## THE PROBLEM
Please filter the entries for the word "below" and copy every line that has it.

## MATERIALS PROVIDED
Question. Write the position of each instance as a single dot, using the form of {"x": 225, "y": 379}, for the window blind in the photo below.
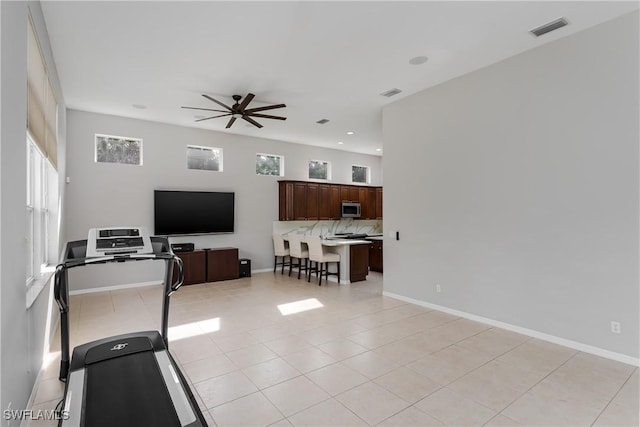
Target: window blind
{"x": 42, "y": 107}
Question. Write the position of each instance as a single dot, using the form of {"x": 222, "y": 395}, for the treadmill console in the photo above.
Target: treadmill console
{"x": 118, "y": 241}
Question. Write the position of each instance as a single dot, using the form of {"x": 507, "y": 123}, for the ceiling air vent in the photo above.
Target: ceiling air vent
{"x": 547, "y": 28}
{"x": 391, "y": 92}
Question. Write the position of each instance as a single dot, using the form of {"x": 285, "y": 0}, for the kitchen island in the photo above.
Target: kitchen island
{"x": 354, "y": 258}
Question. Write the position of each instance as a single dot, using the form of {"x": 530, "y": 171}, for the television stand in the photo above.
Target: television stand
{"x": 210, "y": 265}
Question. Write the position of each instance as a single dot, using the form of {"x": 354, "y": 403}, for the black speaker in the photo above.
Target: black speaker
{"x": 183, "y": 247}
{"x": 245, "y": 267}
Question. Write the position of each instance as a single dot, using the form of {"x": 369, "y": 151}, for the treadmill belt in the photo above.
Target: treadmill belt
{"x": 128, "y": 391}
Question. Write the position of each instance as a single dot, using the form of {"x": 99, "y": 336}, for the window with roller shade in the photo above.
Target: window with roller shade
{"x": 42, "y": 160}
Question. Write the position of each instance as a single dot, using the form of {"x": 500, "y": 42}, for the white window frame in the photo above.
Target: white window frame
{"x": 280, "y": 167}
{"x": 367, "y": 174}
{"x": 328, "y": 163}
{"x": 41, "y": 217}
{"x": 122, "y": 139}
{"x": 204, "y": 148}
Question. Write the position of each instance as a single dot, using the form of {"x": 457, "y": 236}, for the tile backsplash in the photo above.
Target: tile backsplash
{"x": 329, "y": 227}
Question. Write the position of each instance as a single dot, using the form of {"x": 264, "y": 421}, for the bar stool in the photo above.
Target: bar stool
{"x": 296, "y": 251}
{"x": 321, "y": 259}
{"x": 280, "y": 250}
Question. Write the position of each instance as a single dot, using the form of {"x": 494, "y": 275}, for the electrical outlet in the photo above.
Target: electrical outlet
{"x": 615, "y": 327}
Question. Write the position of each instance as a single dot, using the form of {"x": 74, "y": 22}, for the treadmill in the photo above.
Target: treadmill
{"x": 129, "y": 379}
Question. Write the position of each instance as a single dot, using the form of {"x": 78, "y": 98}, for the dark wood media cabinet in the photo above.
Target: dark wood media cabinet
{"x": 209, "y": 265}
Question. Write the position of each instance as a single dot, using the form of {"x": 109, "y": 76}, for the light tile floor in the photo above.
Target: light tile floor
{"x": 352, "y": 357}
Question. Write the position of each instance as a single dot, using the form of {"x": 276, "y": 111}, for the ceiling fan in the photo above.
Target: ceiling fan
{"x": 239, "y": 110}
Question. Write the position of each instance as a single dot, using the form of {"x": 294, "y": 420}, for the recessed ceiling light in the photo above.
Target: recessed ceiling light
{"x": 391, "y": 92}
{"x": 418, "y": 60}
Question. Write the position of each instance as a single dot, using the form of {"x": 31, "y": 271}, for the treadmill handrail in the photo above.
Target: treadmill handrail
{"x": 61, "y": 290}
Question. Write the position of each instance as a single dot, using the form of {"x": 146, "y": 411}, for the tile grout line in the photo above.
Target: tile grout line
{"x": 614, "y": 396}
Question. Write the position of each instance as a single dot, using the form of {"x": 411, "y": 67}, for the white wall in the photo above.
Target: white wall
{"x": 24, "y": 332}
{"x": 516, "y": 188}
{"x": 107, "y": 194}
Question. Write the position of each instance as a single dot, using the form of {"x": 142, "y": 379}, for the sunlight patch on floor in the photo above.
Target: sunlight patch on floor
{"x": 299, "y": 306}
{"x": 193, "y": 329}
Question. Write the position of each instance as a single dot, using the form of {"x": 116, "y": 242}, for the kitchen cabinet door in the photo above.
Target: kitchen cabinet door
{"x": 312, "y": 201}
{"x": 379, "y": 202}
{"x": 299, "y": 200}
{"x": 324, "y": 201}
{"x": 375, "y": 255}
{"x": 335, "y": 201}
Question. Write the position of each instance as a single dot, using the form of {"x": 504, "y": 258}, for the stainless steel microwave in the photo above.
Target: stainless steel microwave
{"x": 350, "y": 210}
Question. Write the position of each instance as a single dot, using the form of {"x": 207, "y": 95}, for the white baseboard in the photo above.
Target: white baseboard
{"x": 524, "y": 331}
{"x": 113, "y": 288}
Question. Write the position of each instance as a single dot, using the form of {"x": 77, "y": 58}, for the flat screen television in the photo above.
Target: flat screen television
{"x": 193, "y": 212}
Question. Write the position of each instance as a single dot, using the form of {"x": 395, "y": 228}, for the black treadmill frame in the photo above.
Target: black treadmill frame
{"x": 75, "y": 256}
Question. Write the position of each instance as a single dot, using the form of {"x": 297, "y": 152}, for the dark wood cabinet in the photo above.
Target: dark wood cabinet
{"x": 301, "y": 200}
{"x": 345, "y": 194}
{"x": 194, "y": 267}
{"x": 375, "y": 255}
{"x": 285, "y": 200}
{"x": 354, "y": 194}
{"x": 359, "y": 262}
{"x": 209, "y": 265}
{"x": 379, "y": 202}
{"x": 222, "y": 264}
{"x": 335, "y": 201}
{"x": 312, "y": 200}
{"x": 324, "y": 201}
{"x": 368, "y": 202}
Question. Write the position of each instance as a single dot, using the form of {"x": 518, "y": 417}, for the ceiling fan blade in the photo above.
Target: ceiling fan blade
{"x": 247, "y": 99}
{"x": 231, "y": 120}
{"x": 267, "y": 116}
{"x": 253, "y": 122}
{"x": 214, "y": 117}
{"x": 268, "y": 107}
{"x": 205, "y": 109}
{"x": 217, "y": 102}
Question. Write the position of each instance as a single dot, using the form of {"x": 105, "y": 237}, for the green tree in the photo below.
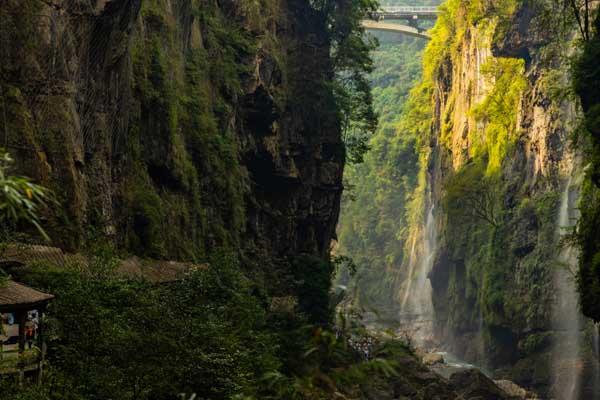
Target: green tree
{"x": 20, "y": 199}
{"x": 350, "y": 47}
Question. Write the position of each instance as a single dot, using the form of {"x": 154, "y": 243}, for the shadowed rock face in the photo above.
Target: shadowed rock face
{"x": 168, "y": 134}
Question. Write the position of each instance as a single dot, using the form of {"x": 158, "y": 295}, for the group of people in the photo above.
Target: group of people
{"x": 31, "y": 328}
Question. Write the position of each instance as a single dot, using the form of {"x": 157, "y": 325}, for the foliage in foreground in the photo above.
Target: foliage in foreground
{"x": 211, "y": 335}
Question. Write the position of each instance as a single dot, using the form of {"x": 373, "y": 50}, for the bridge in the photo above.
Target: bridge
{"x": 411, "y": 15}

## EXERCISE SOLUTION
Question. Write the position of each instance as a single dot, using the form of {"x": 225, "y": 379}, for the window blind in the photo below.
Question. Write the position of each instance as a single dot, using the form of {"x": 105, "y": 237}, for the green tree in the photo below.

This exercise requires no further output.